[Point-per-instance localization data]
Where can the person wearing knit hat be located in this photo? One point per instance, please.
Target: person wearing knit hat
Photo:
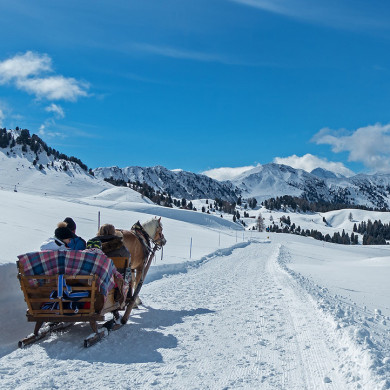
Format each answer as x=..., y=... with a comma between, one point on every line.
x=76, y=243
x=62, y=237
x=71, y=224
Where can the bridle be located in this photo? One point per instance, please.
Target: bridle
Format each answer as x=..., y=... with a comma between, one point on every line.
x=158, y=239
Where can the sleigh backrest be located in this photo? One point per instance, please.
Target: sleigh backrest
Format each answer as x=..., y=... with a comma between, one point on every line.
x=38, y=288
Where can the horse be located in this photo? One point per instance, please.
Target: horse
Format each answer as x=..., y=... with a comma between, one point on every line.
x=138, y=252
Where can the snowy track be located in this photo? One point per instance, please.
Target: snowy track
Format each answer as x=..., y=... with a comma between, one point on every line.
x=234, y=321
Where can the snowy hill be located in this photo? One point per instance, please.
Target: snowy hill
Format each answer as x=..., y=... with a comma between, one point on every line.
x=29, y=168
x=248, y=310
x=178, y=183
x=271, y=180
x=224, y=307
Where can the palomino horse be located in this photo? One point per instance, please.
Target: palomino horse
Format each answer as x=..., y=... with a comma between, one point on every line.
x=139, y=256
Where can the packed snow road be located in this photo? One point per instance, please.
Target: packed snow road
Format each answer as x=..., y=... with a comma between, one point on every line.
x=234, y=321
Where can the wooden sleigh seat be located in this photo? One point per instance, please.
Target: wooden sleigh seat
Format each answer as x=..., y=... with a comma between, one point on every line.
x=96, y=305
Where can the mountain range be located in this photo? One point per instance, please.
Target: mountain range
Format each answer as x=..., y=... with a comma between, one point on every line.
x=30, y=155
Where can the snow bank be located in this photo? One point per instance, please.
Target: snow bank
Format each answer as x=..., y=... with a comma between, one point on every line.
x=363, y=334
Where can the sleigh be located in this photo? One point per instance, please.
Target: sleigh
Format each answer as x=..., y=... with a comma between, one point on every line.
x=57, y=300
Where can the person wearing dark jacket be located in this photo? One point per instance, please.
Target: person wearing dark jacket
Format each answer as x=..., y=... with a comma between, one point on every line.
x=112, y=241
x=76, y=243
x=62, y=237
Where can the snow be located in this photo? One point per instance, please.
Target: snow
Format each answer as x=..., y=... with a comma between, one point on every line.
x=246, y=310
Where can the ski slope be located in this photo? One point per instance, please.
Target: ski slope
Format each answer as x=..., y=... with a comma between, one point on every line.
x=234, y=320
x=236, y=310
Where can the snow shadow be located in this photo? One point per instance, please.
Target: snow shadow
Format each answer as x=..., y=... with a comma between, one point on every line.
x=159, y=271
x=137, y=342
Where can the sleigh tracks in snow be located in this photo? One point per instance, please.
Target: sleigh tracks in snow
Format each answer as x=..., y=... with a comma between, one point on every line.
x=62, y=318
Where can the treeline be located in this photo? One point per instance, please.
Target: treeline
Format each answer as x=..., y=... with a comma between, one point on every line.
x=337, y=238
x=36, y=145
x=374, y=233
x=303, y=205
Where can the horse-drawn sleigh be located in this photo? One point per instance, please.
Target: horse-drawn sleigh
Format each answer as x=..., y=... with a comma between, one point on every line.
x=65, y=287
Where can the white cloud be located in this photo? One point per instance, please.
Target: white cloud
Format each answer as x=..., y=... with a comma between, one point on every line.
x=369, y=145
x=226, y=173
x=27, y=72
x=308, y=162
x=25, y=65
x=334, y=13
x=57, y=110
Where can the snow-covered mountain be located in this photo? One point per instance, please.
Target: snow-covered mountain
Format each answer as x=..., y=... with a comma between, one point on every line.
x=271, y=180
x=28, y=165
x=325, y=174
x=178, y=183
x=27, y=162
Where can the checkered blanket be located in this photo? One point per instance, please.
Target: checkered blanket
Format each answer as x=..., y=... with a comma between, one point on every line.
x=72, y=263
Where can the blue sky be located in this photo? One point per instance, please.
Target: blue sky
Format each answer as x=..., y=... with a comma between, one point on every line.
x=201, y=84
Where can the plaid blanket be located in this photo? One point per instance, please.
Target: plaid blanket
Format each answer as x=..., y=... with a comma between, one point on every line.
x=72, y=263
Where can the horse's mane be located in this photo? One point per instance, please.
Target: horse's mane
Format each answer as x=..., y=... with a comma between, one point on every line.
x=150, y=226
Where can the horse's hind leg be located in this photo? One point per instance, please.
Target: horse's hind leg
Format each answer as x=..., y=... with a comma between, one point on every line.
x=137, y=279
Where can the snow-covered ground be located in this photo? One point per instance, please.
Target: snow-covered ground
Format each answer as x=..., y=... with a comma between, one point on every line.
x=238, y=309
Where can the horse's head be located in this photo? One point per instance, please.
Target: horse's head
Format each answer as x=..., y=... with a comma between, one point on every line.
x=159, y=238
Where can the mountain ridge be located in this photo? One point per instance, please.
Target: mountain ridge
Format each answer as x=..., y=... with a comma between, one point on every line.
x=261, y=182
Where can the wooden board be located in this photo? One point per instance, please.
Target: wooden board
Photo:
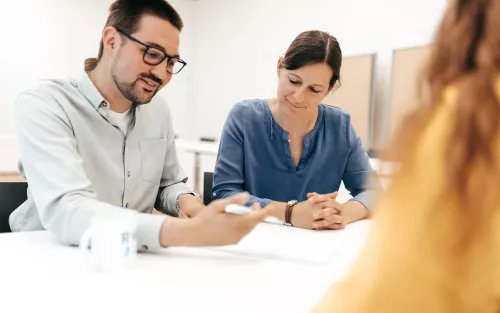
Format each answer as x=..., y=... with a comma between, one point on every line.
x=355, y=92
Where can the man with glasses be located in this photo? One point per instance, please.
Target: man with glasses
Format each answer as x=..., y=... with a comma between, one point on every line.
x=102, y=144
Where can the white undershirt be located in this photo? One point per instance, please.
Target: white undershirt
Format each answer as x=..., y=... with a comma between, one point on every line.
x=120, y=120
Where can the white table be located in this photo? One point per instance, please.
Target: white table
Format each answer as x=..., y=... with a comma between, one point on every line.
x=39, y=274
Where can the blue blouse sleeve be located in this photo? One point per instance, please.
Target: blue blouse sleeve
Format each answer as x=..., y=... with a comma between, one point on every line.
x=229, y=174
x=359, y=177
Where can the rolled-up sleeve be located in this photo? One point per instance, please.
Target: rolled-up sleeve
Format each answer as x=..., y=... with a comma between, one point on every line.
x=360, y=179
x=173, y=179
x=62, y=193
x=229, y=177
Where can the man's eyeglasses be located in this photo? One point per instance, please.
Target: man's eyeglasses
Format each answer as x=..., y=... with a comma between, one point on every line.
x=154, y=56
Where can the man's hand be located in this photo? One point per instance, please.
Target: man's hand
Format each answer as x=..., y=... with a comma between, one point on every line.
x=339, y=215
x=212, y=226
x=190, y=206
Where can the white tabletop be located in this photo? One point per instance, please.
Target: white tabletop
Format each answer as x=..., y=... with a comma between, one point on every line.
x=38, y=274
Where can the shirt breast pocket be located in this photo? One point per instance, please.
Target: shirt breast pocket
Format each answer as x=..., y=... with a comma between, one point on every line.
x=152, y=159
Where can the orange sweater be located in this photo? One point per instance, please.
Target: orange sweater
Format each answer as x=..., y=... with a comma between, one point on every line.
x=408, y=263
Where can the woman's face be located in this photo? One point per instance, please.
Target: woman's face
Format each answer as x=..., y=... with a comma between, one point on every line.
x=301, y=91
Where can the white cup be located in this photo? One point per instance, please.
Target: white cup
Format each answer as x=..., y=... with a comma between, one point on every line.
x=111, y=242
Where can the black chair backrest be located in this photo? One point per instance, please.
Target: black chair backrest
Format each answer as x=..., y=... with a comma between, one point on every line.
x=208, y=182
x=12, y=195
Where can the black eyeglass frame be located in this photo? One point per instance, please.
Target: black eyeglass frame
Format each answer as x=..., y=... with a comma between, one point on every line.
x=148, y=47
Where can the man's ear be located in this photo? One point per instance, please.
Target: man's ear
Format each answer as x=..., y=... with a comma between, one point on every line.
x=279, y=66
x=110, y=39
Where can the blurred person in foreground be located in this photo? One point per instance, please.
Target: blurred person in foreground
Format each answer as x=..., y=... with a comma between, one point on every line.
x=435, y=241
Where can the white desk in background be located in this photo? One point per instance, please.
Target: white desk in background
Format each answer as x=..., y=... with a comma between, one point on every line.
x=38, y=274
x=198, y=148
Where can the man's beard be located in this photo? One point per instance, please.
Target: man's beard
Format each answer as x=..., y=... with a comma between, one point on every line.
x=128, y=89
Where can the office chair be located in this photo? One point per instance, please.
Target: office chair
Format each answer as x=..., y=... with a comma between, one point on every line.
x=208, y=182
x=12, y=195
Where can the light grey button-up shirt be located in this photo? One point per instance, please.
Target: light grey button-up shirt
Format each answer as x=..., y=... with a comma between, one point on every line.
x=78, y=164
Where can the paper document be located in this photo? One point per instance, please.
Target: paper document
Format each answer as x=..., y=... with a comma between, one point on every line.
x=288, y=243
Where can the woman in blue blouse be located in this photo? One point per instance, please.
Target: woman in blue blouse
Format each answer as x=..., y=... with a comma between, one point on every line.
x=291, y=153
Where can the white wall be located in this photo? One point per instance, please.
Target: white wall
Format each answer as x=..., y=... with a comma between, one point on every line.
x=239, y=42
x=51, y=39
x=231, y=47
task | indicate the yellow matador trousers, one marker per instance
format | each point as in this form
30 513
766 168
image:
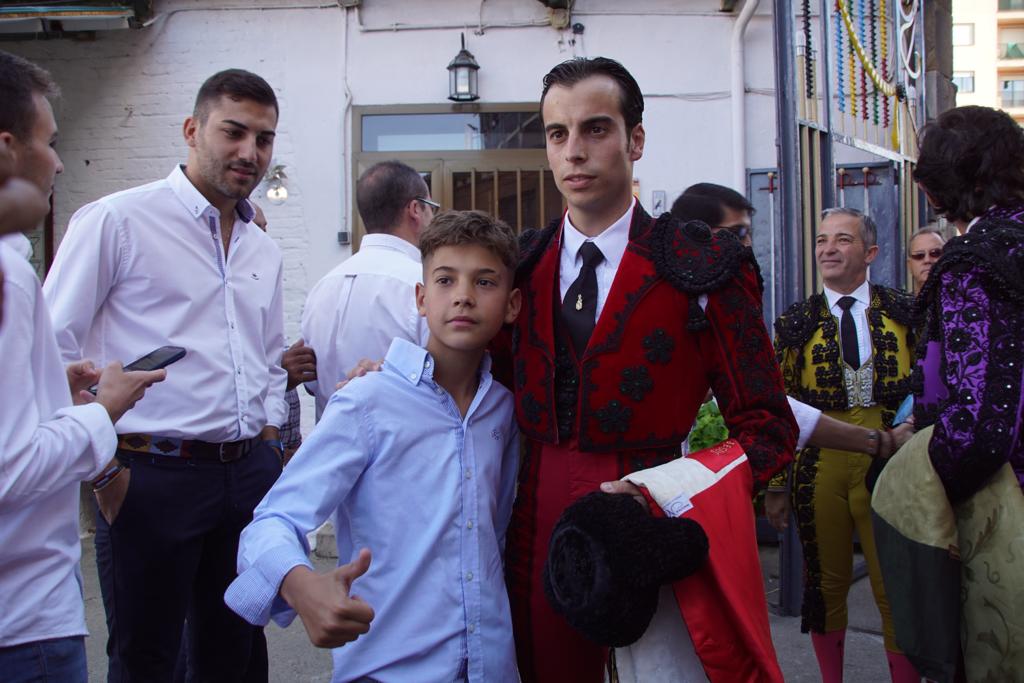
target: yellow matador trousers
830 501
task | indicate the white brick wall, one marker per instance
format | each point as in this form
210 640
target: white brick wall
127 93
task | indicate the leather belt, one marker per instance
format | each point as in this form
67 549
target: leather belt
189 449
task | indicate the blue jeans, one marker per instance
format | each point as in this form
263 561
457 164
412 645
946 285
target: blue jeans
57 660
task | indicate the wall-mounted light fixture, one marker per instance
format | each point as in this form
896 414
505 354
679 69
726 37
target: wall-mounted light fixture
276 193
462 76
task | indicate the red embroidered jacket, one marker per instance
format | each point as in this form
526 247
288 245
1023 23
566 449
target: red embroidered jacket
654 350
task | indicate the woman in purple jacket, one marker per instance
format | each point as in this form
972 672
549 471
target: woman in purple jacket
971 357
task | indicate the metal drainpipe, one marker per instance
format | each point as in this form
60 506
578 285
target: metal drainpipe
737 90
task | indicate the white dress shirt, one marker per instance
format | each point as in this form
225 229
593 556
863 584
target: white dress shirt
611 242
144 268
47 446
355 310
859 311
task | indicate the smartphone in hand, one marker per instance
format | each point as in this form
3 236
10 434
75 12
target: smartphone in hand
155 359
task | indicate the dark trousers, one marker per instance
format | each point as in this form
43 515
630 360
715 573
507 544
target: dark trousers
56 660
170 554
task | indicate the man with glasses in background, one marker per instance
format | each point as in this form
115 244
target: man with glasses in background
355 310
720 207
848 351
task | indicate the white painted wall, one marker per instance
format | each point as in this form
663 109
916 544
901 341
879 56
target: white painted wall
127 93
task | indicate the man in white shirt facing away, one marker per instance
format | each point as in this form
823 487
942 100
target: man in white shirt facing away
179 262
47 445
355 310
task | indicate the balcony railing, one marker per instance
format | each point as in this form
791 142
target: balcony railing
1012 50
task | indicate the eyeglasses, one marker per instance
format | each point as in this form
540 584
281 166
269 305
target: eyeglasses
920 255
739 230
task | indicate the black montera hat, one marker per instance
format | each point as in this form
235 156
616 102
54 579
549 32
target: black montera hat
607 559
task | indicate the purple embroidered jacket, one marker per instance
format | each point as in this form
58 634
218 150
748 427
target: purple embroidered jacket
970 364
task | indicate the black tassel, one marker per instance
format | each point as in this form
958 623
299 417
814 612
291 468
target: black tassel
697 321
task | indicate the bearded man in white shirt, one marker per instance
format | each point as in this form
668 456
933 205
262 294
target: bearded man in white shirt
47 445
179 262
355 310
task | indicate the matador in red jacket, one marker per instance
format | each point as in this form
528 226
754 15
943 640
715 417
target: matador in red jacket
627 322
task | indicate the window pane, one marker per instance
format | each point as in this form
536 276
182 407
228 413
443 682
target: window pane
529 200
964 80
428 132
552 200
1013 93
484 191
963 34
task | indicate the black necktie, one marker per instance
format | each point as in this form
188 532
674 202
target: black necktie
580 305
848 333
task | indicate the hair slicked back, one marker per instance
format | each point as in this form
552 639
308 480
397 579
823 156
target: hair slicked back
382 193
235 84
19 80
970 160
571 72
726 197
868 229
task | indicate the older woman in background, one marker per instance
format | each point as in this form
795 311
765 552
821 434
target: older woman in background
948 509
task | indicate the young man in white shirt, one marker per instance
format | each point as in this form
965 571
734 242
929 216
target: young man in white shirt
847 350
48 445
179 262
356 309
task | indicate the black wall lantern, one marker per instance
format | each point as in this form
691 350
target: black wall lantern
462 76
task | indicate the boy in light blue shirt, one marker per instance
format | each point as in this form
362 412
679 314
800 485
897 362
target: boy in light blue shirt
417 462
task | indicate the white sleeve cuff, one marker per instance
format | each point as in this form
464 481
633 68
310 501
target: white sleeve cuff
807 419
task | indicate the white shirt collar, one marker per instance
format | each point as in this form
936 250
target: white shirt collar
862 294
611 241
194 201
19 243
386 241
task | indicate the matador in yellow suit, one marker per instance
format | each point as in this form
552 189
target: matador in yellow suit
847 351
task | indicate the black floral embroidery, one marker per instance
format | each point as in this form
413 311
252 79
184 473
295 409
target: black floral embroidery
531 409
636 382
658 346
974 308
520 373
692 259
797 326
614 418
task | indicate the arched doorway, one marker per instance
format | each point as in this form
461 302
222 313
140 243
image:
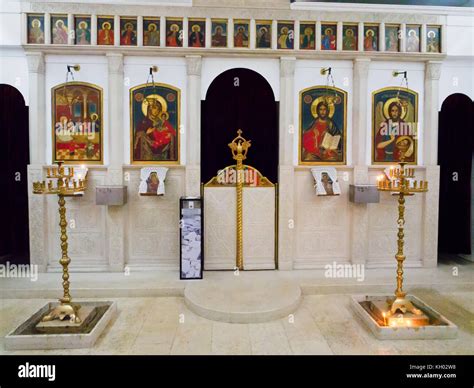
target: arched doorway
455 146
239 98
14 159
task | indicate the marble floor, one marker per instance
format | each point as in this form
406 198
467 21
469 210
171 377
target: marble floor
324 324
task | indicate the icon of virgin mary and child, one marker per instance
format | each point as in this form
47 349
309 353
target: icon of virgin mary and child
155 137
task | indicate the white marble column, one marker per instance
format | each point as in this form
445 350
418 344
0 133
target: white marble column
185 32
339 36
431 217
274 35
286 222
93 30
360 99
230 33
382 37
296 33
193 127
360 219
116 30
318 36
423 38
430 113
140 31
24 28
360 35
37 125
208 35
71 29
47 28
115 214
403 40
430 156
252 33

== WORK REQUEST ==
Lines to set down from above: the line with "Where can the mountain range", the line with "Where can the person wearing dark", and every line between, each exactly as written.

== ANSWER TO THE PROBLEM ==
Where can the mountain range be located in this photo? One point per instance, please.
Target: mountain range
Format each answer as x=..., y=... with a comma between, one point on every line.
x=30, y=155
Where can the snow bank be located in this photo? One point per instance, please.
Target: snow bank
Format each answer as x=..., y=... with a comma between, one point on every line.
x=363, y=334
Where can the sleigh be located in this photo? One point per instance, please.
Target: sleigh
Format each answer as x=..., y=... with a comma between, one point on every line.
x=57, y=300
Where can the person wearing dark jacket be located in this photo? One point per instance, please.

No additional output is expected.